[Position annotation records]
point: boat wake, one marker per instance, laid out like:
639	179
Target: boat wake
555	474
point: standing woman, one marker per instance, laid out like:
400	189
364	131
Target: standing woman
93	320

● **DO THIS**
Arrange every line of the data above as a JSON list of strings, with one string per line and blank lines left out.

● **EXERCISE RESPONSE**
[
  "point: boat wake, one marker per instance, laid out like:",
  "639\t179",
  "Target: boat wake",
  "555\t474",
  "point: standing woman, one marker per instance, laid out like:",
  "400\t189",
  "364\t131",
  "Target: standing woman",
  "93\t320"
]